Aim 1: From the records further down, copy out every line from the one containing "Please annotate the holy" through the end of the records, inclusive, with no changes.

Passage provided:
▶

When asked if he still views Saudi Arabia as a pariah state, Biden said, “Look, I’m not gonna change my view on human rights, but as president of the United States, my job is to bring peace if I can.” In answer to a question about whether he would meet with Mohammed, he said, “We’re getting way ahead of ourselves.”

Many Saudi pro-democracy activists, including those exiled from their homeland, had invested considerable hope in Biden, whose sharp words about the kingdom appeared to signal a dramatic shift from President Donald Trump, who rarely, if ever, criticized Saudi Arabia, even after the killing of Khashoggi, a contributing columnist at The Post.

But Russia’s invasion of Ukraine, and the conflict’s effect on oil and gas prices, appeared to radically change Biden’s calculus, hastening U.S. outreach to Saudi Arabia after the oil-rich nation repeatedly rebuffed U.S. requests to increase oil production.

Oil prices are just one of several issues on which the White House is seeking Saudi cooperation. The United States is also seeking Saudi help in ending the war in Yemen, and in easing tensions with Iran amid stalled negotiations to restore the multilateral nuclear deal abandoned by Trump.

From the Biden administration’s perspective, the outreach to the kingdom was bearing fruit. On Thursday, Saudi Arabia took steps to increase oil production. Also on Thursday, the United Nations said the warring parties in Yemen had agreed to renew a nationwide truce for another two months — one that has largely held so far, raising cautious hope for progress to end the bloody civil war and one of the world’s most severe humanitarian crises.

◀

Aim 2: List every country named in the passage on Biden and Saudi Arabia.

The data:
▶

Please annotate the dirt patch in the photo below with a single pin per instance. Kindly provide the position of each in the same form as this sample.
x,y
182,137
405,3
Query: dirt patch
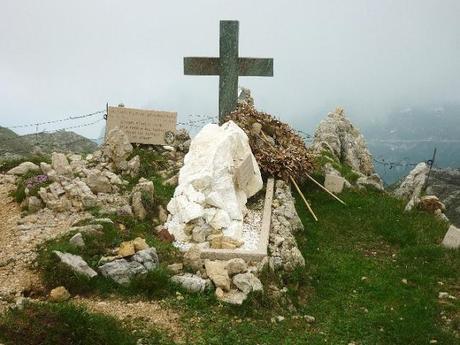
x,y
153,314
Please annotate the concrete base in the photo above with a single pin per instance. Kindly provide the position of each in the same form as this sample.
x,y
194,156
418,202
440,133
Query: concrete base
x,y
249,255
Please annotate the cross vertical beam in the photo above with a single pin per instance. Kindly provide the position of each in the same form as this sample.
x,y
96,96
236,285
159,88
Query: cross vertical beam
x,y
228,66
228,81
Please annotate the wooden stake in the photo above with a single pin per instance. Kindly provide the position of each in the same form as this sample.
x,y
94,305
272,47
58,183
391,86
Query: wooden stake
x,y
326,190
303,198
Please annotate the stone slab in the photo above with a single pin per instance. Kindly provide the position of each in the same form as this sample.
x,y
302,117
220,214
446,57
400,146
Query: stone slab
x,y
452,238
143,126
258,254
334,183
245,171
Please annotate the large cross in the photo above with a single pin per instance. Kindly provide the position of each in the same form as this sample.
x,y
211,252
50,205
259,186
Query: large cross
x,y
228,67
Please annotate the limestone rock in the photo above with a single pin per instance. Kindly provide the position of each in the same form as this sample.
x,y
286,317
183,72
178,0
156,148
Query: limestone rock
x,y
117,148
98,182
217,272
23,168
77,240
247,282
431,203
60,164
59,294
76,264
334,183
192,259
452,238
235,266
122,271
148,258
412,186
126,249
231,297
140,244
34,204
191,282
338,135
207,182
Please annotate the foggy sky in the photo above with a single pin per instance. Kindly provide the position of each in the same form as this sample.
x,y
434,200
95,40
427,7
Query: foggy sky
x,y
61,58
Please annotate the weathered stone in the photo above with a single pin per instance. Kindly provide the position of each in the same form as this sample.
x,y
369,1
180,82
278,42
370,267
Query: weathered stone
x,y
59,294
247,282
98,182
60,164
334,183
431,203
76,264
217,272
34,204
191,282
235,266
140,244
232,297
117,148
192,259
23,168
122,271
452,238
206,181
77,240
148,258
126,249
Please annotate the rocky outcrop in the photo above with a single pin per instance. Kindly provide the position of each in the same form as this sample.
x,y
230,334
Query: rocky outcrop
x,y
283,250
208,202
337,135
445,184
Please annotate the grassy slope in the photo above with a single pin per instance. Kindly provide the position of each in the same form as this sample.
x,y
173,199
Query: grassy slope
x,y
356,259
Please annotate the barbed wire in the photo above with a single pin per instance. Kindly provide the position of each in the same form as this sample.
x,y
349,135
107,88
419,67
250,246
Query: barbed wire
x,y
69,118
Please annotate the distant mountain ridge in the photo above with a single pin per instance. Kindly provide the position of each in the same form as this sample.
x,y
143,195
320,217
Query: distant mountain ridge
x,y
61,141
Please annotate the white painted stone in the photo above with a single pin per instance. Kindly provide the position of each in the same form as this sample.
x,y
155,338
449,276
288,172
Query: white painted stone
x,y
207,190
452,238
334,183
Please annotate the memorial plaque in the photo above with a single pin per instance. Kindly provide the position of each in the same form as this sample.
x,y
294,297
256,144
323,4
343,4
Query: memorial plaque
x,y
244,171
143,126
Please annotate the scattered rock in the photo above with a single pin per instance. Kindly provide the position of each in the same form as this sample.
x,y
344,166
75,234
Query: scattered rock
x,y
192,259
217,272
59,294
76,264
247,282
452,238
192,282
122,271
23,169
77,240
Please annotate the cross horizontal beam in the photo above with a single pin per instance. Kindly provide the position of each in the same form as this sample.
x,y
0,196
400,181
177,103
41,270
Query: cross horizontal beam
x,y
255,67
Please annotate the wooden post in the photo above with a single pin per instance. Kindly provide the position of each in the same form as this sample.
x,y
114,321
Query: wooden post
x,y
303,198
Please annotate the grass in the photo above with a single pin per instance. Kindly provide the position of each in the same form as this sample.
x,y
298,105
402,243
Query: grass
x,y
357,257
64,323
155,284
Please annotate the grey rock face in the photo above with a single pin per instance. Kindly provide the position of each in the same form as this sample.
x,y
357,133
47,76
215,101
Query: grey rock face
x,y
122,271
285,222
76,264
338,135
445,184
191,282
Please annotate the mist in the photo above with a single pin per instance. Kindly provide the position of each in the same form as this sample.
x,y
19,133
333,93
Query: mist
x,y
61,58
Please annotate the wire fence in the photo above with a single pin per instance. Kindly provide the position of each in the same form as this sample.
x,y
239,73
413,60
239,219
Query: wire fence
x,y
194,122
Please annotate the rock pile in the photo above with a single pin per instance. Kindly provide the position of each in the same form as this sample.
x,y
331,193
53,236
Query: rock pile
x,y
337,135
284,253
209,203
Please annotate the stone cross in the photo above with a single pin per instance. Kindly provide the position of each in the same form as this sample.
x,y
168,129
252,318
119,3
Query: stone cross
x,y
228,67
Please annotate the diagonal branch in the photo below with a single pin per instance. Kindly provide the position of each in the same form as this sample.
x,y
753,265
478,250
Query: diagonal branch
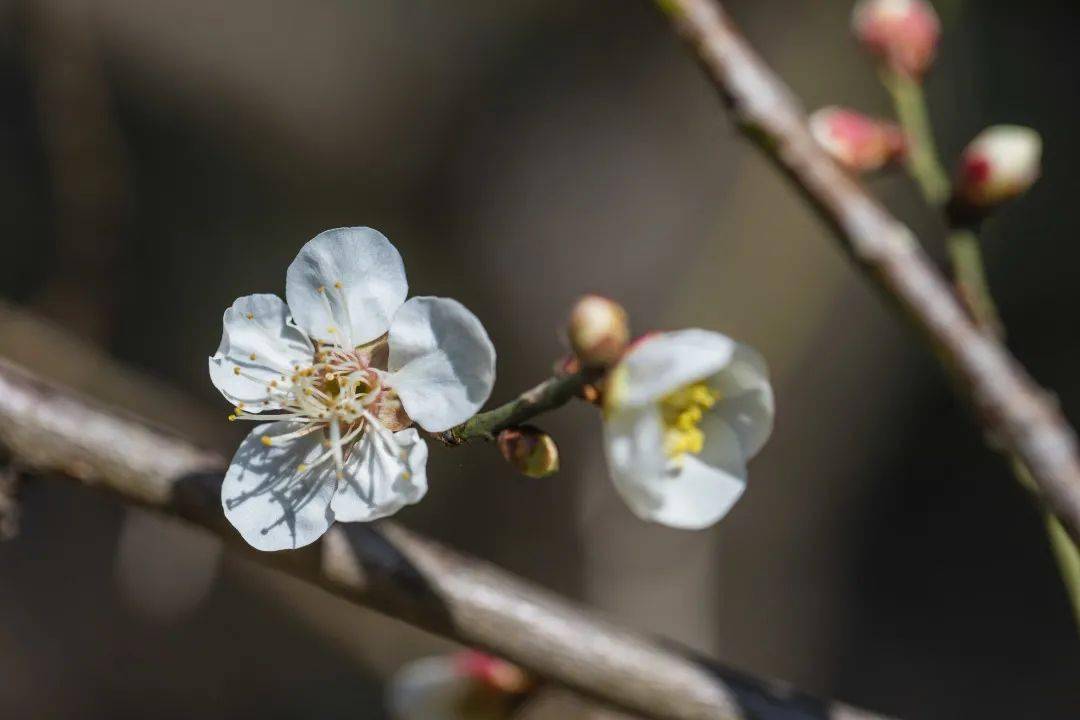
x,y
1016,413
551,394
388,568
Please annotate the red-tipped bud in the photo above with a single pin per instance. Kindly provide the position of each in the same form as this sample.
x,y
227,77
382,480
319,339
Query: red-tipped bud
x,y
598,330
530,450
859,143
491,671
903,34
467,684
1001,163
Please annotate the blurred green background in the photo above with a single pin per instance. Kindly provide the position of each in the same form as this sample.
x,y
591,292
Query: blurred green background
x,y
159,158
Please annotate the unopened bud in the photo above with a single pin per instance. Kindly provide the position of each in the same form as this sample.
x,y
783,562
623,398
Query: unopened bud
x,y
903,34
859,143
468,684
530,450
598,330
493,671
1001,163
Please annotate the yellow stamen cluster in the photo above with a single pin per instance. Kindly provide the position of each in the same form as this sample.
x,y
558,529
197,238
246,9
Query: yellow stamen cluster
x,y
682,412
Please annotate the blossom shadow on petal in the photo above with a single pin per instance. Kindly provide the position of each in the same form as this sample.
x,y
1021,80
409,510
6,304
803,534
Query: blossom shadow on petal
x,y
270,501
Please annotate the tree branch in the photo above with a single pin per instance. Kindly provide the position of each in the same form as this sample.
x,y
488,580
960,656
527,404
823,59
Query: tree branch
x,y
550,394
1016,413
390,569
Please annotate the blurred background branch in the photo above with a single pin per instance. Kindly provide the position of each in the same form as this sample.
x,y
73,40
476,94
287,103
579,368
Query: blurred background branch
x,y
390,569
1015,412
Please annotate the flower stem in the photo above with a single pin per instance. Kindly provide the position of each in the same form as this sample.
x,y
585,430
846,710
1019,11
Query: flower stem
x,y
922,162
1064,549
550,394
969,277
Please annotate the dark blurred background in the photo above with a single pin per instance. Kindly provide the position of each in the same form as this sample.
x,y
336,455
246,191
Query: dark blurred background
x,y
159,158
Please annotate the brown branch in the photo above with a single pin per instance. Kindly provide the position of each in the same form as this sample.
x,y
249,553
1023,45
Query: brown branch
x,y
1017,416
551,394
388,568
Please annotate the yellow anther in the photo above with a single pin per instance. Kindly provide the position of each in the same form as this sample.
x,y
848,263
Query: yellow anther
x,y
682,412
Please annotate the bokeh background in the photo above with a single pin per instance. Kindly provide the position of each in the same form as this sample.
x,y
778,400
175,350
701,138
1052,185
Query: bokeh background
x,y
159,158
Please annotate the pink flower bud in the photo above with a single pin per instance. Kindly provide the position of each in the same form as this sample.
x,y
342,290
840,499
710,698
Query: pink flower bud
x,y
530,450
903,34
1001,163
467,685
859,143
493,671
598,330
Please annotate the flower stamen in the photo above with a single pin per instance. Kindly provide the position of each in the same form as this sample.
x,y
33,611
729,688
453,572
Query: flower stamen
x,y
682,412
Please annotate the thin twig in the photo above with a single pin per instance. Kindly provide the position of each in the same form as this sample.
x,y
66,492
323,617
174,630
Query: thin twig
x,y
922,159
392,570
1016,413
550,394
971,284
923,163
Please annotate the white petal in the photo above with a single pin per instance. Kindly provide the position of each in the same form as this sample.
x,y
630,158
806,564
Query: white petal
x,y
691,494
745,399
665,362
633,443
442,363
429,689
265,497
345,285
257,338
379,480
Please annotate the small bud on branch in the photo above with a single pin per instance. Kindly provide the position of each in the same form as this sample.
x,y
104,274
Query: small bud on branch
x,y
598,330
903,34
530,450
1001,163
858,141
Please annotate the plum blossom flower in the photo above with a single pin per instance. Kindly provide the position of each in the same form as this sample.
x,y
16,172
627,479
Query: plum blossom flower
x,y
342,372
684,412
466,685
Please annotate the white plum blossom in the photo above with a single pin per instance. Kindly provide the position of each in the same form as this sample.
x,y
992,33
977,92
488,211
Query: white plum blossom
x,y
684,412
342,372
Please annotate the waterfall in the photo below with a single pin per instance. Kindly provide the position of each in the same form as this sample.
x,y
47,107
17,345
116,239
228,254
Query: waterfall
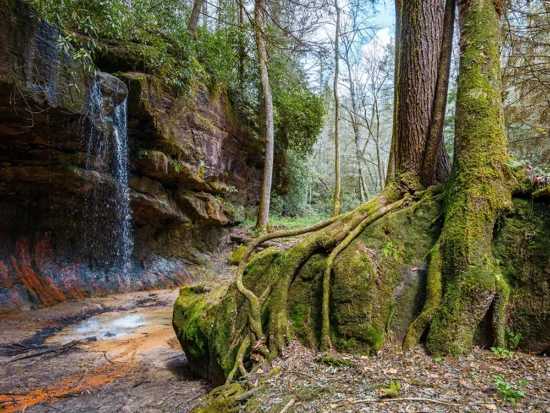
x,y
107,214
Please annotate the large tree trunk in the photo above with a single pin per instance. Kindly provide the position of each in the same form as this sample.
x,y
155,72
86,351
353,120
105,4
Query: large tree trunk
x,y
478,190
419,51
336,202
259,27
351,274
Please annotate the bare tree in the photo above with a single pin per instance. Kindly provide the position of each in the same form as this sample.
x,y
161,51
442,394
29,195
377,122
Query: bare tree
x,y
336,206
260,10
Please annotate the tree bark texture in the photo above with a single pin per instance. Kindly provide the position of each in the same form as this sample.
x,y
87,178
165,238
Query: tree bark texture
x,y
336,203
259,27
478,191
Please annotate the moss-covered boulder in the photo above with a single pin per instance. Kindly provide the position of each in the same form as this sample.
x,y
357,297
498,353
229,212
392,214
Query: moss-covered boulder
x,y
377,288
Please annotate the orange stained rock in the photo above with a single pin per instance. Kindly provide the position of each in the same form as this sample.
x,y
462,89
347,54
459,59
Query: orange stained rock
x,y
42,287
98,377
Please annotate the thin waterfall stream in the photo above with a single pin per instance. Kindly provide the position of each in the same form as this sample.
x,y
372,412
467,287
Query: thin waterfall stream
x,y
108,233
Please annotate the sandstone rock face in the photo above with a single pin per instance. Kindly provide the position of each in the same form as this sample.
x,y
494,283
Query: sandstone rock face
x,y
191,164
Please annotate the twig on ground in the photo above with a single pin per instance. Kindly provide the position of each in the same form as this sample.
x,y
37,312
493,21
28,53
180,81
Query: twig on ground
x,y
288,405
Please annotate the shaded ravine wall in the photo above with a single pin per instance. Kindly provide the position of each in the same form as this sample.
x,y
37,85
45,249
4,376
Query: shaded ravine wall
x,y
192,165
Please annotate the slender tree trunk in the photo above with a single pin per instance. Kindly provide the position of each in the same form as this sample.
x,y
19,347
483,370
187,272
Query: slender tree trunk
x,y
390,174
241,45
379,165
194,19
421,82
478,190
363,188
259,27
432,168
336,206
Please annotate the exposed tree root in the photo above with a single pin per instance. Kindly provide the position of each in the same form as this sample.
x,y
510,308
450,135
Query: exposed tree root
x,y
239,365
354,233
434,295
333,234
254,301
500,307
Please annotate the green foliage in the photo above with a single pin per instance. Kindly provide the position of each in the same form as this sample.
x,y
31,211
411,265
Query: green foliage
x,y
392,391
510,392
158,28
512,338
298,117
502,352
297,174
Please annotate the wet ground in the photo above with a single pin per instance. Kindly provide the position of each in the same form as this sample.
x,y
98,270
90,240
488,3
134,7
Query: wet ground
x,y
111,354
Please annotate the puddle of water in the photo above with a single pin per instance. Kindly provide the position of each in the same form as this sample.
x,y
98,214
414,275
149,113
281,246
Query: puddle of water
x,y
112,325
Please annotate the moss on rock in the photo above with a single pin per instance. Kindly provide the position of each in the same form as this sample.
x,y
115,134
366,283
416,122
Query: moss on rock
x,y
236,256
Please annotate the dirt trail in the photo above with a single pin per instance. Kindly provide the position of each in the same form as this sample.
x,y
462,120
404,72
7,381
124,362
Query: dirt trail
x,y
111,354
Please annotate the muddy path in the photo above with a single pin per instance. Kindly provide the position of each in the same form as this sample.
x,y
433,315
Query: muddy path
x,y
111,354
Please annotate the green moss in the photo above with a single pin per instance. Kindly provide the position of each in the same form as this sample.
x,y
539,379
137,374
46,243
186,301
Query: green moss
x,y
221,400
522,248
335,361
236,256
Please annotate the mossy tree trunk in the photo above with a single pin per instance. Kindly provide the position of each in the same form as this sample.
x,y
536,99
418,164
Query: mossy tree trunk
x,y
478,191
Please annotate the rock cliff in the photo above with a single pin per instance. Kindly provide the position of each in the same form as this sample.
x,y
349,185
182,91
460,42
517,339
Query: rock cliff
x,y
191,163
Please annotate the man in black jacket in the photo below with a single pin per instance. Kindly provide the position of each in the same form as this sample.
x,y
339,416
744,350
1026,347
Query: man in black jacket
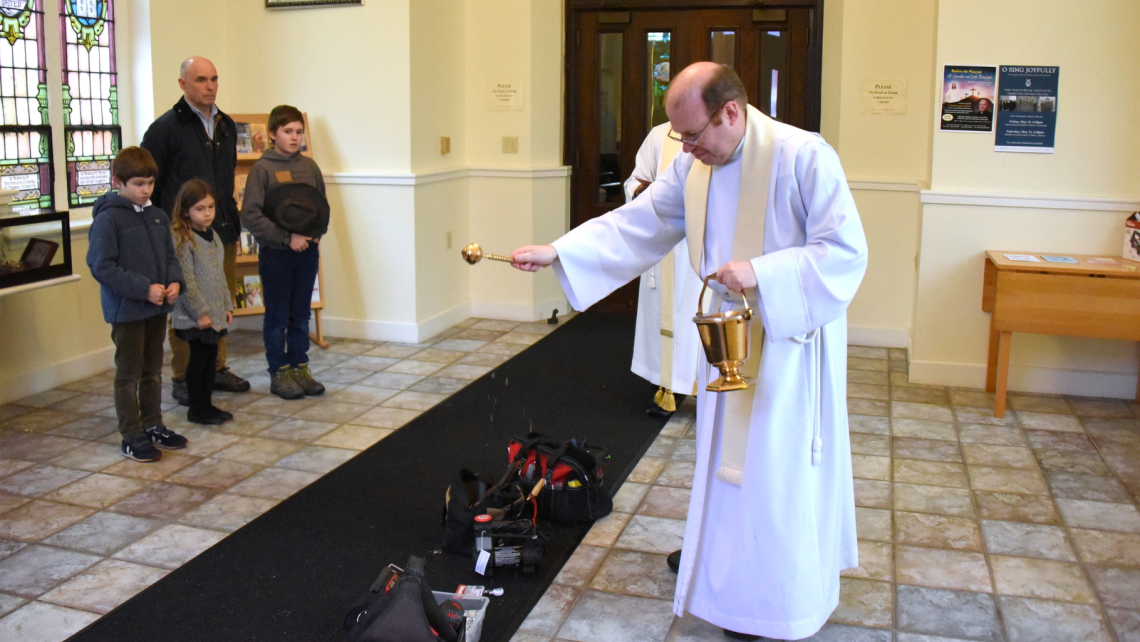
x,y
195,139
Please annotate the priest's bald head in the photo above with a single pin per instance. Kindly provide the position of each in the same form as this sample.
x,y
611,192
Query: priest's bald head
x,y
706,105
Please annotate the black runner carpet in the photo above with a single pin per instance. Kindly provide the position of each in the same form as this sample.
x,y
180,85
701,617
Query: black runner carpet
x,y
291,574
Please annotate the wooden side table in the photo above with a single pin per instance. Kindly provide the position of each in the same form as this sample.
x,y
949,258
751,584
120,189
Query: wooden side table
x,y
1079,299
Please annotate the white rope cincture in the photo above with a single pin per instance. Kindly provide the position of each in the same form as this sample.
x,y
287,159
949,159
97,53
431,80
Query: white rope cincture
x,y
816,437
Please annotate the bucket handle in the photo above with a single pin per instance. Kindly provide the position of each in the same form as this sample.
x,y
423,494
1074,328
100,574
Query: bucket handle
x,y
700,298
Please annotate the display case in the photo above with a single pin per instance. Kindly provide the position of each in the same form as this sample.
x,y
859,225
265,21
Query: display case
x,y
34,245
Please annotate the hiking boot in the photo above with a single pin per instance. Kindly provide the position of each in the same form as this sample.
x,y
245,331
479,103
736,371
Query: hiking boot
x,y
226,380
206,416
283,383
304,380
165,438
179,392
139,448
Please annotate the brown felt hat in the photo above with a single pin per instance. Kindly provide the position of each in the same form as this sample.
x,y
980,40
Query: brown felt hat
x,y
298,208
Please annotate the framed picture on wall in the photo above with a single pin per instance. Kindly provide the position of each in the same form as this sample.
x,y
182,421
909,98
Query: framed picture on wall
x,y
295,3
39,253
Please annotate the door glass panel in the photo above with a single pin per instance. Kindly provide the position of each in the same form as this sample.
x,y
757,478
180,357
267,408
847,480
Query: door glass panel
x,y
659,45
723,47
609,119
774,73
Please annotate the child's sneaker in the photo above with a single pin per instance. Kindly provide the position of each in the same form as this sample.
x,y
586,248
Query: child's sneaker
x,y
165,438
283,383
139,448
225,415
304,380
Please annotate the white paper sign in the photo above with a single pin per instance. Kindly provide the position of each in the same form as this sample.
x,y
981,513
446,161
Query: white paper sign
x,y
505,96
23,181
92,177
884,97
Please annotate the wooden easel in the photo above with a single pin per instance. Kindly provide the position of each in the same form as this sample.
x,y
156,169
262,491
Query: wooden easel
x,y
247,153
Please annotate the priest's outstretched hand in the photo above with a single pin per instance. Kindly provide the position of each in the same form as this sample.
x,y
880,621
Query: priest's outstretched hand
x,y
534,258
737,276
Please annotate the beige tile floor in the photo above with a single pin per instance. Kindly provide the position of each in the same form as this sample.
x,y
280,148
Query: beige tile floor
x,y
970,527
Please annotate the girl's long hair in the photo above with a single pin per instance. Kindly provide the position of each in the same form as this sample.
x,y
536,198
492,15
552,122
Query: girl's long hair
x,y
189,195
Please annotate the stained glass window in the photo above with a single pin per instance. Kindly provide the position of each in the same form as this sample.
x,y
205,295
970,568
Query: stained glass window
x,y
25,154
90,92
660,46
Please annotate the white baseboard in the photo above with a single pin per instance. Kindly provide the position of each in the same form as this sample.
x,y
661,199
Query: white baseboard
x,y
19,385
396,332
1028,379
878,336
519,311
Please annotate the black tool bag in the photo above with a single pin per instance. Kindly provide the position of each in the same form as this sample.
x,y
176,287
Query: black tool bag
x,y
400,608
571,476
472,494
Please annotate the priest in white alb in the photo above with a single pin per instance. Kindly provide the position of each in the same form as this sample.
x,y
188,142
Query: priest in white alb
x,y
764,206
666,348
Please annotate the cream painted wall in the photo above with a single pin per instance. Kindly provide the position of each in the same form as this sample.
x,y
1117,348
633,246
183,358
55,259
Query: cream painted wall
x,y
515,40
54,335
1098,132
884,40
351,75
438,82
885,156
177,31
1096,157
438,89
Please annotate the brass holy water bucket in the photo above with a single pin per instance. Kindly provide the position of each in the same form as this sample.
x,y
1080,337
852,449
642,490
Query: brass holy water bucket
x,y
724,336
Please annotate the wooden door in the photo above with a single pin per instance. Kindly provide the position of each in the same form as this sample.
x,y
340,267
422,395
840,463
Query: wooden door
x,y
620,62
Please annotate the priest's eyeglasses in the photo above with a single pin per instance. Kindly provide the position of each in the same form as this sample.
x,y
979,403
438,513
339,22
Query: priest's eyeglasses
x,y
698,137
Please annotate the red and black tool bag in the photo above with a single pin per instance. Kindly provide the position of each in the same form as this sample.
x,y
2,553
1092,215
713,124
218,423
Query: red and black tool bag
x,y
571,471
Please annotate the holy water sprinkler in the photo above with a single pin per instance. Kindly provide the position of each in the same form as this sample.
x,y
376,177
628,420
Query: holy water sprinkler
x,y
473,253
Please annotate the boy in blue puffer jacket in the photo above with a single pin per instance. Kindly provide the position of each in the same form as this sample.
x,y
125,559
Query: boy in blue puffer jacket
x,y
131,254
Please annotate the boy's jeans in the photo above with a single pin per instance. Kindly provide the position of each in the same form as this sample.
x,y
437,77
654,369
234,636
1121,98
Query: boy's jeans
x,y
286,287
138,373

◀

Exercise answer 1:
Please annotate the holy water sprinkler in the photo above with a single pin per instance. Kindly provide the position of each in the same form as this sample.
x,y
376,177
628,420
Query: holy water sprinkler
x,y
473,253
Please annotate the boy in blue puffer jacket in the photo above with a single pin per instance. Kindly provide the position of each in the same form as this sample.
x,y
125,559
Query: boy in blue puffer jacket
x,y
131,254
Please annotate the boy's jeans in the photo above with a single pin per instance. Kindly provide the position of each in the same form as this sample.
x,y
437,77
654,369
234,636
1121,98
Query: boy's jeans
x,y
286,287
138,373

Exercise answer 2: Saudi Arabia, the United States, Russia, Ukraine, Yemen, Iran